Extract
You will keep the flame burning.

Friday, September 25, 2009

Turning 30

I turned thirty yesterday and I'm still waiting for it to hit me. After I lost my virginity the reality of the situation didn't hit home for days. In fact, It took about four days. I walked into a Kroger's to do what it is that people do in such places, paused to consider what I needed, and thought "what the fuck?! I've had sex?" I sincerely thought I'd never get beyond first or second base in my entire life. It wasn't something that I felt sad about, I just thought it was going to happen that way. Maybe, I thought, I'll get to see a girl with no shirt on in real life. And I did. And it was as fun as I thought it would be.

In a few days, I fully anticipate that mid-function, and it will be a mundane function, I'll stop, and have some dramatic meltdown about my age. I may pause to wonder what I've done in life that's amounted to anything, other than to marry one of most beautiful women on the planet, and to have some incredible friends. I'll think about that show on the Discovery channel called Life After People . It'll remind me how temporary all of our accomplishments are anyways, which is both reassuring in that I haven't created a lot of things that the world would miss, but also disappointing since I haven't created a lot of things that the world would miss. I'll consider this stuff, get a drink of water, and buy some beer at the store. I'll consider buying the expensive stuff, but since I'm an adult now, economic frugality will kick in, and I'll opt for some Amber Bock , or Michelob's Dunkel Weisse , the poor man's Unibroue .

Brief
Rewrite everything in the post about turning thirty from "You will keep" down to "it would be.", putting "grocery store" in place of "Kroger's".

Study material
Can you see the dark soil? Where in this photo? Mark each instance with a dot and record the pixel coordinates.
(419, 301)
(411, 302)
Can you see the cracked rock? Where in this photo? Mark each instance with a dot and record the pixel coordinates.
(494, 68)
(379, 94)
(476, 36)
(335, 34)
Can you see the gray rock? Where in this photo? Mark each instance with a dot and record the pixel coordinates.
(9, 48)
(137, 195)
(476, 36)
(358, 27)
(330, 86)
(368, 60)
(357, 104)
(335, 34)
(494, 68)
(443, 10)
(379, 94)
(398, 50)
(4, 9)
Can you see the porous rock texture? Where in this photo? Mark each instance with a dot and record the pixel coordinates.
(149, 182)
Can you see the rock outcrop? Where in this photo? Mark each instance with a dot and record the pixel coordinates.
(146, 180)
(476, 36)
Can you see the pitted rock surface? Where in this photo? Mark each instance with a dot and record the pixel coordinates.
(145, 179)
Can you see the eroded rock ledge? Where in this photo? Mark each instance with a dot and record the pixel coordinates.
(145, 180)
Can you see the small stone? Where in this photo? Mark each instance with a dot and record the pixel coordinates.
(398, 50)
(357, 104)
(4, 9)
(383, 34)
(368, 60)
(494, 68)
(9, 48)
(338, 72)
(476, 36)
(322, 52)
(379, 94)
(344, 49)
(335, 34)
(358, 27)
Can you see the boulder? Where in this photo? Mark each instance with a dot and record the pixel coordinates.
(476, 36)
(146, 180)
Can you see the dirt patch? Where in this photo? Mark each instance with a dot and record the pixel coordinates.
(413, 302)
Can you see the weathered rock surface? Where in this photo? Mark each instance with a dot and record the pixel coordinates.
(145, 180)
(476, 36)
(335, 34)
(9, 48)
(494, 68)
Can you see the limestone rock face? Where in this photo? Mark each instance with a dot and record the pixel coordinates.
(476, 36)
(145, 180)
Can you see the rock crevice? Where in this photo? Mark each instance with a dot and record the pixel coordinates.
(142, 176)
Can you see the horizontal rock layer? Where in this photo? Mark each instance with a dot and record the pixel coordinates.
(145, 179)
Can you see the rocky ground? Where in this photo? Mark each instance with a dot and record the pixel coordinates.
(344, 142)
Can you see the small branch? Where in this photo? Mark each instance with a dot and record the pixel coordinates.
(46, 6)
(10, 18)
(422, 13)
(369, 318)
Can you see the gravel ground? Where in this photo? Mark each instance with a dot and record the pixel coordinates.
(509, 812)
--
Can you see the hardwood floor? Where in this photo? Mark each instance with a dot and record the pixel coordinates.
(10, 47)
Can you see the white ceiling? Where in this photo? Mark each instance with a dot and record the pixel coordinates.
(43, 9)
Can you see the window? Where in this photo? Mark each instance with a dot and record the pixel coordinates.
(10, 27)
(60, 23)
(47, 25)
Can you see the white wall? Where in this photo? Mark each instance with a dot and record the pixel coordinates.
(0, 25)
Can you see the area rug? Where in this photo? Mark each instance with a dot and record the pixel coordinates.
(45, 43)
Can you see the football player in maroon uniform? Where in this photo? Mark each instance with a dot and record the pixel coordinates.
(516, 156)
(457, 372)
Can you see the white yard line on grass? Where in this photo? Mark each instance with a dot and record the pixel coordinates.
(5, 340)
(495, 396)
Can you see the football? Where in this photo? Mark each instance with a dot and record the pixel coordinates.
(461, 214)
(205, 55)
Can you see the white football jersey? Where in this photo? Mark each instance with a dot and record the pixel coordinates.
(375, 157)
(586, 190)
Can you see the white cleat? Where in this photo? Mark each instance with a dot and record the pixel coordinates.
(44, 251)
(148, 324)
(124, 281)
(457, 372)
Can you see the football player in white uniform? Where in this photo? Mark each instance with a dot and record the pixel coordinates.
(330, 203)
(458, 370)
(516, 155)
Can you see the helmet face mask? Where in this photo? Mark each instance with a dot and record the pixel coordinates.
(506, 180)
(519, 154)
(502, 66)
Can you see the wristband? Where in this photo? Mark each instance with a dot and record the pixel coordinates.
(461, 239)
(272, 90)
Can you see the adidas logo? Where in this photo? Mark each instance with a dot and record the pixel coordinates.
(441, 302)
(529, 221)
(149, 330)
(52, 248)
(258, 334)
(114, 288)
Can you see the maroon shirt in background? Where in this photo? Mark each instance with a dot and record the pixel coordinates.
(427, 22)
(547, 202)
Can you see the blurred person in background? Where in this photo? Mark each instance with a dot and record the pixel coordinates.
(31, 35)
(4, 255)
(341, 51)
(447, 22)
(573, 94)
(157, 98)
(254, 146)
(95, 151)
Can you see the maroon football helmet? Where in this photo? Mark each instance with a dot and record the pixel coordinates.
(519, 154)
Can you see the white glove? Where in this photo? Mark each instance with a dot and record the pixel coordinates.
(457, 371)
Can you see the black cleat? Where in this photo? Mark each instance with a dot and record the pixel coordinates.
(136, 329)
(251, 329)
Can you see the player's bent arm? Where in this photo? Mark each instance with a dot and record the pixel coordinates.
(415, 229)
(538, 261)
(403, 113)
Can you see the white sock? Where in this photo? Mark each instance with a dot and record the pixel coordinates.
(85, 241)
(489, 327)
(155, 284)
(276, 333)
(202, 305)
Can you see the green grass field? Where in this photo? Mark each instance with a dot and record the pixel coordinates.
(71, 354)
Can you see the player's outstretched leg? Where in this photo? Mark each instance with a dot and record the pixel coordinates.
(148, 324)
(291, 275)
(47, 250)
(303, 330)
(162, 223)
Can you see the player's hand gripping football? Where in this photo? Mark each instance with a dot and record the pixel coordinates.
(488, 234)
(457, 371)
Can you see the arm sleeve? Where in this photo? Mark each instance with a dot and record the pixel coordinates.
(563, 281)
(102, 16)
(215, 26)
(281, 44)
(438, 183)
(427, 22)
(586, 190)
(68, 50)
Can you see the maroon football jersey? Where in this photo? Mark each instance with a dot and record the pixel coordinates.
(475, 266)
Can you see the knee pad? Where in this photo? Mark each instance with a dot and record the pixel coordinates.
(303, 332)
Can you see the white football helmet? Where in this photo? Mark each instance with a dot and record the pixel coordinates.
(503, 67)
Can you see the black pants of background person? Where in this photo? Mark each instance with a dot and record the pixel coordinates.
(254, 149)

Reply to the task
You will keep the flame burning.

Friday, September 25, 2009

Turning 30

I turned thirty yesterday and I'm still waiting for it to hit me. After I lost my virginity the reality of the situation didn't hit home for days. In fact, It took about four days. I walked into a grocery store to do what it is that people do in such places, paused to consider what I needed, and thought "what the fuck?! I've had sex?" I sincerely thought I'd never get beyond first or second base in my entire life. It wasn't something that I felt sad about, I just thought it was going to happen that way. Maybe, I thought, I'll get to see a girl with no shirt on in real life. And I did. And it was as fun as I thought it would be.